Work to do: Convert the stretch of data from the line containing "The user wants to interact with the butterfly body." through the last line into a numbered list. Leave out blank lines and include nothing outside that stretch.

Excerpt from a dataset:
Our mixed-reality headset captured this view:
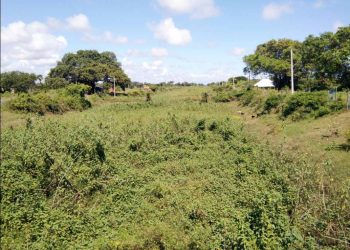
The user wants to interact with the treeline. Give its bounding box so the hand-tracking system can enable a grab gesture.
[1,50,131,92]
[244,26,350,90]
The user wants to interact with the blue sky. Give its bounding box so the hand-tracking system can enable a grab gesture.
[1,0,350,83]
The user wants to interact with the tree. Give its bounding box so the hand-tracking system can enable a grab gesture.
[1,71,37,92]
[244,39,301,89]
[49,50,130,89]
[301,26,350,89]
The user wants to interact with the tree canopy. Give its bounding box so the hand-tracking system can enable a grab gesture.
[49,50,130,90]
[244,39,301,88]
[1,71,38,92]
[244,26,350,89]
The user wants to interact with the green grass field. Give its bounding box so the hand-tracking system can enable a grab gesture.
[1,87,350,249]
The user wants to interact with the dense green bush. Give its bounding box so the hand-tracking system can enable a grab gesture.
[263,94,284,113]
[0,91,350,249]
[282,92,343,120]
[9,84,91,114]
[1,116,304,249]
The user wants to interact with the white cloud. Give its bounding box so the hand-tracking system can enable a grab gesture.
[102,31,129,44]
[333,21,345,32]
[158,0,219,18]
[262,3,293,20]
[47,17,64,29]
[66,14,91,32]
[153,18,192,45]
[142,60,168,77]
[151,48,168,57]
[1,21,67,74]
[231,48,245,56]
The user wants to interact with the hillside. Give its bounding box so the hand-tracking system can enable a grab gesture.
[1,87,350,249]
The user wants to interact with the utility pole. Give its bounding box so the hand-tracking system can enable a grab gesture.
[290,49,294,94]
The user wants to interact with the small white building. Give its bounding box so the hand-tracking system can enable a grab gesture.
[254,79,275,88]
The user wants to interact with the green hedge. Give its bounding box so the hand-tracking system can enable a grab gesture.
[9,84,91,114]
[282,92,344,120]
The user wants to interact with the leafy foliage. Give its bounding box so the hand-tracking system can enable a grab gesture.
[1,71,38,92]
[0,85,350,249]
[49,50,130,89]
[244,26,350,90]
[282,92,344,120]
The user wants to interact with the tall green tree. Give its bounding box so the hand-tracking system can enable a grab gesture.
[49,50,130,88]
[243,39,301,89]
[1,71,37,92]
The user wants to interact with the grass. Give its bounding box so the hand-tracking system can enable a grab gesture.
[1,87,350,249]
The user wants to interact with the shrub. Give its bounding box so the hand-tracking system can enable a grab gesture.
[201,92,209,103]
[9,84,91,115]
[128,89,145,96]
[282,92,343,120]
[263,94,284,113]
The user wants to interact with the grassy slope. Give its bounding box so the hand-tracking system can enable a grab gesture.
[1,87,349,249]
[226,98,350,178]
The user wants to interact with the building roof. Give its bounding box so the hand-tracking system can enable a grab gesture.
[254,79,275,88]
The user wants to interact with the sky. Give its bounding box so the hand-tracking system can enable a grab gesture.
[1,0,350,83]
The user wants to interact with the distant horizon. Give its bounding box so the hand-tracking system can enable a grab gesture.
[1,0,350,84]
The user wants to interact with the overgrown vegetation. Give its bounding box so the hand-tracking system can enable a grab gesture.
[8,84,91,115]
[214,87,345,120]
[1,86,350,249]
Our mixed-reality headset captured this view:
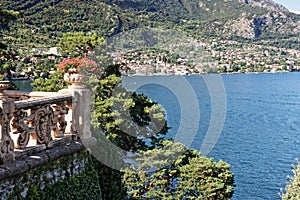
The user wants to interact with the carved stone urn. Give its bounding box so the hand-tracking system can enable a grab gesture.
[64,68,84,88]
[0,81,10,99]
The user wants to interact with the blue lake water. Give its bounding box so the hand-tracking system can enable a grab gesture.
[123,73,300,200]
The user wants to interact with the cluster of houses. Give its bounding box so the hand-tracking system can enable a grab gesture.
[113,40,300,75]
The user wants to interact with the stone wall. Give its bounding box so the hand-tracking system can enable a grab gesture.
[0,141,101,199]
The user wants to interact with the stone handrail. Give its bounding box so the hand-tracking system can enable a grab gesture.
[0,88,91,164]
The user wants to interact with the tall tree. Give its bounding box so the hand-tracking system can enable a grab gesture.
[123,141,234,199]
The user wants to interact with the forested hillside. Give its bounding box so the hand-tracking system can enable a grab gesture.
[0,0,300,49]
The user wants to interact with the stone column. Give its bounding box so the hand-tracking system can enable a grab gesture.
[59,85,92,139]
[0,99,15,164]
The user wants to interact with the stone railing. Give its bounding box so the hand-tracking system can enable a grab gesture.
[0,84,91,164]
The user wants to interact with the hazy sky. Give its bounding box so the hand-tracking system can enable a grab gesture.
[273,0,300,14]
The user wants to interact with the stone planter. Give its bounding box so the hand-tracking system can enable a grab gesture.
[64,68,84,88]
[0,81,10,99]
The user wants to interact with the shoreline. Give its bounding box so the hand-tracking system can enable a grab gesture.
[122,71,300,77]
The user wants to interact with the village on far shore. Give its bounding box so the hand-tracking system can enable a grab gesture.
[11,39,300,79]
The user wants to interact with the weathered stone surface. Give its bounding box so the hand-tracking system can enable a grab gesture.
[0,141,85,181]
[0,141,94,199]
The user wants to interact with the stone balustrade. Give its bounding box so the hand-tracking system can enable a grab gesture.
[0,84,91,164]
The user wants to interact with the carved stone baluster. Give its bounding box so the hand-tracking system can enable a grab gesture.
[28,105,54,147]
[0,99,15,164]
[53,101,69,137]
[12,109,30,149]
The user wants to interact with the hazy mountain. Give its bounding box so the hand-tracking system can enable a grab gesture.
[0,0,300,43]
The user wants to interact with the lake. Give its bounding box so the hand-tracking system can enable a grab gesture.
[123,73,300,200]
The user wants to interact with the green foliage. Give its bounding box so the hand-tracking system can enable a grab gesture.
[58,32,104,57]
[26,157,101,200]
[31,72,69,92]
[123,141,234,199]
[282,161,300,200]
[92,72,168,152]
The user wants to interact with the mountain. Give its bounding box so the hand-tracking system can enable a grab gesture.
[0,0,300,46]
[239,0,289,12]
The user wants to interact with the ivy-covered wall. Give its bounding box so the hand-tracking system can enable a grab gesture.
[0,146,101,199]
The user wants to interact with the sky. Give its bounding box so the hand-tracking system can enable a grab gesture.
[273,0,300,14]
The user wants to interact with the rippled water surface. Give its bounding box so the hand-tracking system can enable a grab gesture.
[123,73,300,200]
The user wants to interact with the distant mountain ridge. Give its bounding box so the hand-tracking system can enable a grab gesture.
[0,0,300,47]
[239,0,289,12]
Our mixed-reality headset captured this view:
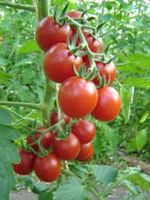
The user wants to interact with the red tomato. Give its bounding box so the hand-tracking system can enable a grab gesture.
[43,43,82,83]
[50,111,70,125]
[52,133,80,160]
[66,10,82,19]
[71,119,96,144]
[27,127,52,151]
[36,16,71,51]
[76,142,94,161]
[58,77,98,118]
[92,86,121,121]
[13,149,36,175]
[34,153,61,182]
[83,31,104,53]
[83,56,116,85]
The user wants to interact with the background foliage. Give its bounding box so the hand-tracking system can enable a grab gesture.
[0,0,150,200]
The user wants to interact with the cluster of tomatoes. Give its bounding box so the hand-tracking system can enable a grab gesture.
[13,112,96,182]
[13,11,121,182]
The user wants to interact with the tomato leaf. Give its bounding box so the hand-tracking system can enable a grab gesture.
[92,165,118,185]
[120,87,134,123]
[53,176,87,200]
[0,125,19,200]
[0,108,12,125]
[126,172,150,190]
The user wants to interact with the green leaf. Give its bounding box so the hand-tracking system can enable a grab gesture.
[53,176,87,200]
[120,87,134,123]
[126,172,150,191]
[0,108,12,125]
[0,70,11,84]
[18,40,40,54]
[92,165,118,185]
[38,192,53,200]
[0,125,20,200]
[136,128,147,151]
[139,111,149,123]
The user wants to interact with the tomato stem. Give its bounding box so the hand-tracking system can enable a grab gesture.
[0,101,41,110]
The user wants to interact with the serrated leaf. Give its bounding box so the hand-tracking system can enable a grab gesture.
[139,111,149,123]
[0,124,20,200]
[92,165,118,185]
[0,70,11,84]
[136,129,147,151]
[18,40,40,54]
[126,172,150,191]
[120,87,134,123]
[53,176,87,200]
[0,108,12,125]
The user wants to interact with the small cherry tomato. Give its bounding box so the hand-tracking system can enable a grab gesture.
[92,86,121,121]
[76,142,94,161]
[71,119,96,144]
[13,149,36,175]
[52,133,80,160]
[58,77,98,118]
[43,43,82,83]
[27,127,52,151]
[36,16,72,51]
[34,153,61,182]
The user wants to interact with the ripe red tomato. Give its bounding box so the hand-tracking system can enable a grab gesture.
[76,142,94,161]
[71,119,96,144]
[58,77,98,118]
[34,153,61,182]
[27,127,52,151]
[43,43,82,83]
[66,10,82,19]
[50,111,70,125]
[52,133,80,160]
[92,86,121,121]
[36,16,71,51]
[83,56,116,85]
[12,149,36,175]
[83,31,104,53]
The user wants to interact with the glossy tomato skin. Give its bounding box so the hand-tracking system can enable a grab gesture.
[92,86,121,121]
[13,149,36,175]
[76,142,94,161]
[52,133,81,160]
[71,119,96,144]
[43,43,82,83]
[36,16,72,51]
[58,77,98,118]
[34,153,61,182]
[27,127,52,151]
[50,111,70,125]
[83,57,116,85]
[66,10,82,19]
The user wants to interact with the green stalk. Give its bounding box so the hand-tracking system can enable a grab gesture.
[0,2,35,12]
[0,101,41,110]
[33,0,55,127]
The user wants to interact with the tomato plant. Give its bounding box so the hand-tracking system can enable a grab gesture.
[58,77,98,118]
[34,153,61,182]
[52,133,80,160]
[92,86,121,121]
[13,149,36,175]
[43,43,82,83]
[36,16,71,51]
[50,111,70,125]
[76,142,94,161]
[27,127,52,151]
[72,119,96,144]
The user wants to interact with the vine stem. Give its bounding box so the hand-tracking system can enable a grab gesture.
[0,101,41,110]
[0,2,35,12]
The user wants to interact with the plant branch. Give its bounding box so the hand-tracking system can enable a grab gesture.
[0,101,41,110]
[0,2,35,12]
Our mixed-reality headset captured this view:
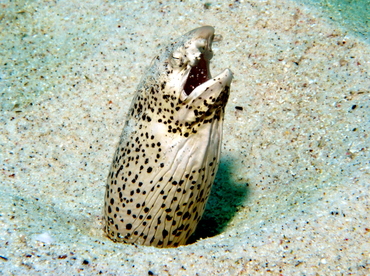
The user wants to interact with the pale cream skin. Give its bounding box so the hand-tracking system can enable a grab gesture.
[104,26,232,247]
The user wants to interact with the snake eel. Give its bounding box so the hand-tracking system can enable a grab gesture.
[104,26,233,247]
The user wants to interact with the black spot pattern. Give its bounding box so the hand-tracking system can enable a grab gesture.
[104,26,232,247]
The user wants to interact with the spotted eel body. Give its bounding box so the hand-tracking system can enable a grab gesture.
[104,26,232,247]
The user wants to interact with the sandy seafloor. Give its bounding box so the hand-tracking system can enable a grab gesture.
[0,0,370,275]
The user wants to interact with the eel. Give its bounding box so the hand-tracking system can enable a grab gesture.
[104,26,233,247]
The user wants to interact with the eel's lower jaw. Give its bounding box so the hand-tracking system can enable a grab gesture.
[184,56,211,96]
[187,69,233,100]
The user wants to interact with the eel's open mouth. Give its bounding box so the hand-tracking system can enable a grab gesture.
[184,55,210,96]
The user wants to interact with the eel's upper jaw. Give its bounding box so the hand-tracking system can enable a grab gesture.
[184,26,215,95]
[182,26,233,101]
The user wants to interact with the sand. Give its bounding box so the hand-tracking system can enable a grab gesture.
[0,0,370,275]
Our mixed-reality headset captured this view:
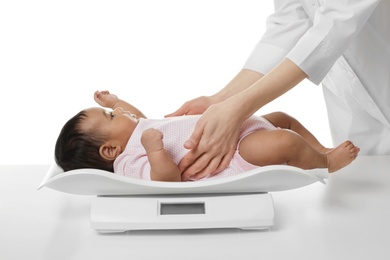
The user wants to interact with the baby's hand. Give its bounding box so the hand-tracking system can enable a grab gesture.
[141,128,164,153]
[93,90,118,109]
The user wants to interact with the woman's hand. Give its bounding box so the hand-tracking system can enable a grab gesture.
[141,128,164,154]
[93,90,119,108]
[179,101,243,181]
[165,96,212,117]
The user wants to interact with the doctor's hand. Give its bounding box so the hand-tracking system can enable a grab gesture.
[179,102,242,181]
[165,96,212,117]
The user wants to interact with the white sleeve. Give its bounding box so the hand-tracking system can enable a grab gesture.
[244,0,312,74]
[244,0,380,84]
[287,0,379,84]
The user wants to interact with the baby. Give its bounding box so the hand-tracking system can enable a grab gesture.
[55,91,360,181]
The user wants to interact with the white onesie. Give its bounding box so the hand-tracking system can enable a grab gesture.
[114,115,276,180]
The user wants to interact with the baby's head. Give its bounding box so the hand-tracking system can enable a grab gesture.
[55,110,114,172]
[55,107,138,172]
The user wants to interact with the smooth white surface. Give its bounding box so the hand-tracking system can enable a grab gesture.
[0,0,332,165]
[91,193,275,232]
[39,163,329,195]
[0,156,390,260]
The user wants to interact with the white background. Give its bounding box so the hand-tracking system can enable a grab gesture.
[0,0,331,164]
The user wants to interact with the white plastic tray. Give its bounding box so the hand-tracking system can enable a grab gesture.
[39,163,328,195]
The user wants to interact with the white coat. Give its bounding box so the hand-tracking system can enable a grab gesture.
[244,0,390,155]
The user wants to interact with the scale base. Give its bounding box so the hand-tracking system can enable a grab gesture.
[91,193,274,233]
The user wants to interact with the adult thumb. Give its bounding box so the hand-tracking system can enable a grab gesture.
[184,127,203,150]
[164,106,188,117]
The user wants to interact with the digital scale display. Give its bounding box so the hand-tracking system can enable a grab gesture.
[160,202,206,215]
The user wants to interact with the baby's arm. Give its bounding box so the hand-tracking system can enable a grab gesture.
[93,90,146,118]
[141,128,181,181]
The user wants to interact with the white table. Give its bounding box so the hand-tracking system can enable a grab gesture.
[0,156,390,260]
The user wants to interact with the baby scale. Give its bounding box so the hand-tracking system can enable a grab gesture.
[39,164,328,233]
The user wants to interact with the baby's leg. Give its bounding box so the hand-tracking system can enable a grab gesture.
[326,141,360,172]
[239,129,328,169]
[263,112,331,153]
[239,129,359,172]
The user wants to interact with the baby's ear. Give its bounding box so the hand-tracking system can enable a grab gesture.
[99,143,122,161]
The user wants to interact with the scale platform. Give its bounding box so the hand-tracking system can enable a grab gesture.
[91,193,274,232]
[38,164,328,232]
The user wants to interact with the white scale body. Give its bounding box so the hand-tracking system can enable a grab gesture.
[39,164,328,232]
[91,193,274,232]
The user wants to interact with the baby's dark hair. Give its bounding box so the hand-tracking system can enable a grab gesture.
[55,110,114,172]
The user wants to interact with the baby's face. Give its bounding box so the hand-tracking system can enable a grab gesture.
[82,107,138,148]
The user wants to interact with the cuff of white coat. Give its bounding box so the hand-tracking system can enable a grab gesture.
[287,32,338,85]
[244,42,287,74]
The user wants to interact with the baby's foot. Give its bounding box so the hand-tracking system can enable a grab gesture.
[326,141,360,173]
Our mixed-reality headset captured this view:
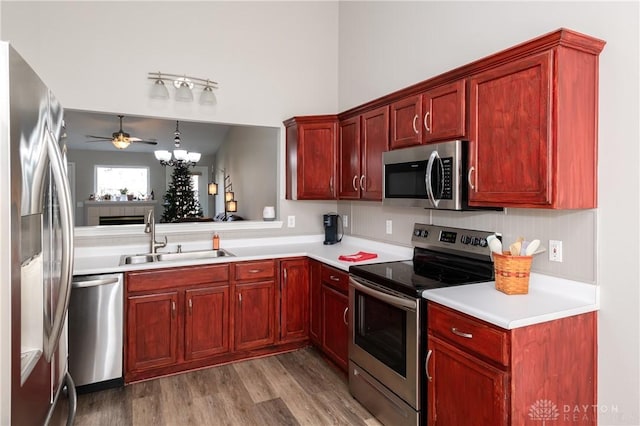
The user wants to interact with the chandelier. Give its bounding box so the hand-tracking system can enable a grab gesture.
[153,121,201,166]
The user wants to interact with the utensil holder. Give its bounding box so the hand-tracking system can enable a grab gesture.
[493,252,533,294]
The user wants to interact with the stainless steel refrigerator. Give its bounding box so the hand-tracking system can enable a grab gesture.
[0,42,75,425]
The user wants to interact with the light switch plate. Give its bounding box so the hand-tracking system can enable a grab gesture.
[549,240,562,262]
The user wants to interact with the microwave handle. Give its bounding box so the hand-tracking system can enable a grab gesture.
[424,150,440,207]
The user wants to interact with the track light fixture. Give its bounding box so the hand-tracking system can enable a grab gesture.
[147,71,218,105]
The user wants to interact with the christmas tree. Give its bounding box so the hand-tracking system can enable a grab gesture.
[160,162,202,222]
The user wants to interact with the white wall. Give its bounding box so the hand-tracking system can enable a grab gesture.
[2,1,338,126]
[0,0,338,234]
[338,1,640,425]
[0,1,640,425]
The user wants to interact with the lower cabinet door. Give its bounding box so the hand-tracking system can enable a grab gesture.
[322,285,349,371]
[127,291,178,371]
[184,285,230,360]
[309,260,324,347]
[280,259,309,341]
[235,281,276,350]
[427,335,509,426]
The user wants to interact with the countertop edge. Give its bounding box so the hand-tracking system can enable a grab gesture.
[423,273,600,330]
[73,236,412,275]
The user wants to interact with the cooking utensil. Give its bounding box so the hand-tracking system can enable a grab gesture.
[509,241,522,256]
[524,240,540,256]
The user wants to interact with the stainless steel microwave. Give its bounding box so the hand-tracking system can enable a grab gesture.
[382,140,475,210]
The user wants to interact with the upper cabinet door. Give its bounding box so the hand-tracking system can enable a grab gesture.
[338,115,361,200]
[285,115,338,200]
[358,106,389,201]
[421,80,467,143]
[389,95,422,149]
[469,52,551,206]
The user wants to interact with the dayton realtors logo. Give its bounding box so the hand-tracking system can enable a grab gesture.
[529,399,618,426]
[529,399,560,426]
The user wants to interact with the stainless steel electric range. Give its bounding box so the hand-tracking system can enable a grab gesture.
[349,224,494,426]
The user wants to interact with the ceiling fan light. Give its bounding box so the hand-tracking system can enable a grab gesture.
[200,85,216,105]
[111,135,131,149]
[173,149,189,161]
[149,79,169,99]
[187,152,201,163]
[176,82,193,102]
[153,150,171,161]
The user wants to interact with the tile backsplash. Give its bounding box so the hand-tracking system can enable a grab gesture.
[338,202,597,284]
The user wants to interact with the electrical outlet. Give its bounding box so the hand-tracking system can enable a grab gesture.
[549,240,562,262]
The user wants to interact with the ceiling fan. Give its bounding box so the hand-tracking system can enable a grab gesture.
[86,115,158,149]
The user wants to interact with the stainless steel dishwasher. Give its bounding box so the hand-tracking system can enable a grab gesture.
[69,274,124,392]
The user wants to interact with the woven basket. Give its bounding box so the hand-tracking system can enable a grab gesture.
[493,252,533,294]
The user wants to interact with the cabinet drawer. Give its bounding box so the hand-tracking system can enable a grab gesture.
[125,263,229,292]
[427,303,510,366]
[322,265,349,294]
[234,260,276,281]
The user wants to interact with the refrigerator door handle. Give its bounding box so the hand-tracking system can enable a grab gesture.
[44,128,73,361]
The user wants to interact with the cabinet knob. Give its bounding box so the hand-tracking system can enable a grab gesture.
[424,349,433,382]
[467,166,476,190]
[424,111,431,133]
[451,327,473,339]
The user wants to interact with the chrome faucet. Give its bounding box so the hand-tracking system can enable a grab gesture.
[144,209,167,253]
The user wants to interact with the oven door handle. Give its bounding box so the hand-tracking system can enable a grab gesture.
[349,278,418,312]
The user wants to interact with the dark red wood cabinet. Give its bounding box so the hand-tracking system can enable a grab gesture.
[280,258,309,341]
[309,260,349,372]
[338,106,389,201]
[309,259,323,347]
[184,284,231,360]
[126,291,179,371]
[469,33,604,209]
[427,303,597,426]
[390,79,467,149]
[233,260,276,351]
[284,115,338,200]
[124,264,230,382]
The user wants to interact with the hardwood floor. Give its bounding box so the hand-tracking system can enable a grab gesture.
[55,347,380,426]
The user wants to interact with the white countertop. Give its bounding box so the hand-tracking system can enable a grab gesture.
[73,235,413,275]
[422,273,599,330]
[73,235,599,329]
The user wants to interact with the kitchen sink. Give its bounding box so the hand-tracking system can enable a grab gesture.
[120,249,235,265]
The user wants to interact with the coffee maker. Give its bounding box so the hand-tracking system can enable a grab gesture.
[322,213,344,245]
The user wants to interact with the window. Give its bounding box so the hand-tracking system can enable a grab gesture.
[95,165,149,197]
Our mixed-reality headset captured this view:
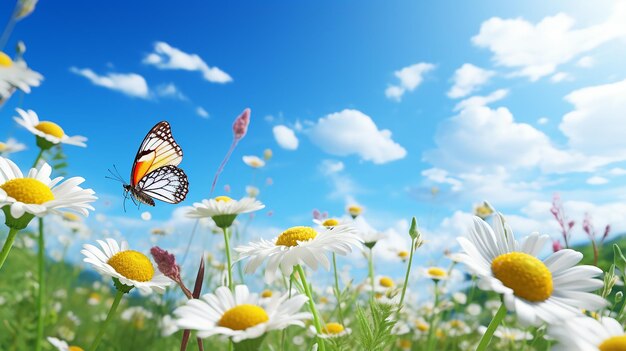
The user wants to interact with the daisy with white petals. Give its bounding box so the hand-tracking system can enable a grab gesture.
[454,213,607,350]
[81,239,172,293]
[81,239,172,351]
[548,316,626,351]
[0,157,97,267]
[235,226,361,281]
[14,108,87,150]
[187,196,265,290]
[174,285,311,349]
[455,213,606,325]
[0,138,26,156]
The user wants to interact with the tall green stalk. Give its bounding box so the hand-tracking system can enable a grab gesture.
[333,252,344,325]
[476,303,506,351]
[35,217,46,351]
[0,228,19,269]
[294,264,326,351]
[89,290,125,351]
[222,227,234,291]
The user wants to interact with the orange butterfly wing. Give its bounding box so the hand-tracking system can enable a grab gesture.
[130,121,183,187]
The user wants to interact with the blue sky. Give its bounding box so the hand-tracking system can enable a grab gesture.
[0,1,626,276]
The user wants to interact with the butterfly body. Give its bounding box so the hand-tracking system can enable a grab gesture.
[115,121,189,206]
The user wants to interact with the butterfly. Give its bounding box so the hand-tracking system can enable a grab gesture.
[109,121,189,206]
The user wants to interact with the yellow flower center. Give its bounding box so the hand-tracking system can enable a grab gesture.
[598,335,626,351]
[348,205,363,216]
[378,277,393,288]
[35,121,65,138]
[276,227,317,247]
[323,322,344,335]
[491,252,553,302]
[217,304,270,330]
[427,267,448,279]
[107,250,154,282]
[0,178,54,205]
[415,322,428,332]
[0,51,13,67]
[322,218,339,227]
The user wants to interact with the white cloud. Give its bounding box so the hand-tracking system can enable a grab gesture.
[272,124,298,150]
[143,41,233,83]
[70,67,150,99]
[586,176,609,185]
[576,56,596,68]
[196,106,209,118]
[385,62,435,101]
[154,83,188,101]
[559,80,626,160]
[472,1,626,81]
[550,72,574,83]
[305,109,406,164]
[319,160,345,175]
[609,167,626,176]
[448,63,496,99]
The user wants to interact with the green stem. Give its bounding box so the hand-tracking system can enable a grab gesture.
[0,228,19,269]
[333,252,344,325]
[89,290,124,351]
[399,238,415,309]
[476,303,506,351]
[35,217,46,351]
[426,280,439,351]
[222,228,234,291]
[294,264,326,351]
[31,148,44,168]
[367,249,376,301]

Final answer:
1. The user wants to interact with the butterfly body. Give its bounding box so the hand-tracking system can enable a grab gesture.
2. [115,121,189,206]
3. The user wants to interact with the butterfly. Give its bounding box so the hand-tracking system can enable a grab gesture.
4. [109,121,189,206]
5. The user wants to interact with the yellow flower center. Give its bounding box so the hand-tracking system can enable a grab gesture.
6. [598,335,626,351]
7. [348,205,363,216]
8. [378,277,393,288]
9. [35,121,65,138]
10. [276,227,317,247]
11. [323,322,344,335]
12. [491,252,553,302]
13. [217,304,270,330]
14. [427,267,448,279]
15. [107,250,154,282]
16. [0,178,54,205]
17. [415,322,428,332]
18. [0,51,13,67]
19. [322,218,339,227]
20. The user wants to interact with the white cloud. Give its bounding box so the hand-tracking system can enable a grab gesture.
21. [272,124,298,150]
22. [143,41,233,83]
23. [70,67,150,99]
24. [586,176,609,185]
25. [576,56,596,68]
26. [196,106,209,118]
27. [385,62,435,101]
28. [154,83,188,101]
29. [559,80,626,160]
30. [472,1,626,81]
31. [550,72,574,83]
32. [305,109,406,164]
33. [319,160,345,175]
34. [609,167,626,176]
35. [448,63,496,99]
36. The user wants to interact with the green stem. Give its bounding box so the hand-tracking system can enable a grab gesture.
37. [0,228,19,269]
38. [333,252,344,325]
39. [89,290,124,351]
40. [399,238,415,309]
41. [476,303,506,351]
42. [35,217,46,351]
43. [426,280,439,351]
44. [222,228,234,291]
45. [294,264,326,351]
46. [31,148,44,168]
47. [367,249,376,301]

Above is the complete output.